▸ Auftrag:
Nenne alle Aktivisten, die laut dem Text über Lew Ponomarjow im Jahr 2009 gemeinsam mit ihm vor dem Meschtschanski-Gericht Streikposten bezogen.

▸ Vorliegender Text:
----------
Lew Alexandrowitsch Ponomarjow (russisch Лев Александрович Пономарёв; * 2. September 1941 in Tomsk) ist ein russischer Politiker und Menschenrechtsaktivist. Er ist Vorsitzender der Allrussischen Bewegung „Sa prawa tscheloweka“ („Für Menschenrechte“) und war von 1990 bis 1993 Abgeordneter der Nationalversammlung der Russischen Föderation. Dabei war er 1991/1992 Vorsitzender eines parlamentarischen Untersuchungsausschusses zum Augustputsch in Moskau. Er ist Mitglied des Politischen Rates der Vereinigten Demokratischen Bewegung „Solidarnost“. Er wurde 1994 nach der Russischen Verfassungskrise Abgeordneter der Duma (bis 1996) und lebt heute im Exil in Frankreich.

Er studierte am Moskauer Institut für Physik und Technologie (MIPT) ab 1965 und machte im Jahr 1968 sein Examen. Er ist Doktor der physikalisch-mathematischen Wissenschaften. Er arbeitete am Institut für Theoretische und Experimentelle Physik der Akademie der Wissenschaften der UdSSR (ITEP) und gab Teilzeit-Unterricht an MIPT in der Abteilung für allgemeine Physik.

1989 gehörte er zusammen mit Andrei Sacharow zu den Gründern der Menschenrechtsorganisation Memorial. 1993 hatte er erfolglos auf der Liste der Vereinigung Russlands Wahl für die Duma kandidiert. Er errang schließlich ein Mandat als Nachrücker des verstorbenen Abgeordneten Basil Seljunin. Von 1994 bis 1996 war er Abgeordneter der Duma und u. a. Mitglied des Ausschusses für GUS-Angelegenheiten. Im Jahr 1997 initiierte Lew Ponomarjow die Schaffung der allrussischen Bewegung „Für Menschenrechte“ und diente als Exekutivdirektor.

Der Vereinigung „Anderes Russland“ gehört er seit ihrer Gründung im Juli 2006 an und ist Mitglied von deren Exekutivkomitee. Er verteidigte den ehemaligen Besitzer von Yukos, Michail Chodorkowski, und andere Jukos-Angehörige. Im Jahr 2007 forderte er von Präsident Putin die Freilassung von Chodorkowski. Im Jahr 2009, zusammen mit anderen Aktivisten der „Solidarność“ – Roman Dobrochotow, Oleg Koslowski, Alexander Ryklin, Sergei Davidis, Michael Schneider, Wladimir Milow, Garri Kasparow und Boris Nemzow – bezog er Streikposten vor dem Meschtschanski-Gericht und hielt ein Transparent „Freiheit für Michail Chodorkowski und Platon Lebedew“.
----------
▸ Datensätze:
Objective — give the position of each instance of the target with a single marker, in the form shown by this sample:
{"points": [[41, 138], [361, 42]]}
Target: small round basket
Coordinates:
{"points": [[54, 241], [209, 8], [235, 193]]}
----------
▸ Antwort:
Roman Dobrochotow, Oleg Koslowski, Alexander Ryklin, Sergei Davidis, Michael Schneider, Wladimir Milow, Garri Kasparow und Boris Nemzow.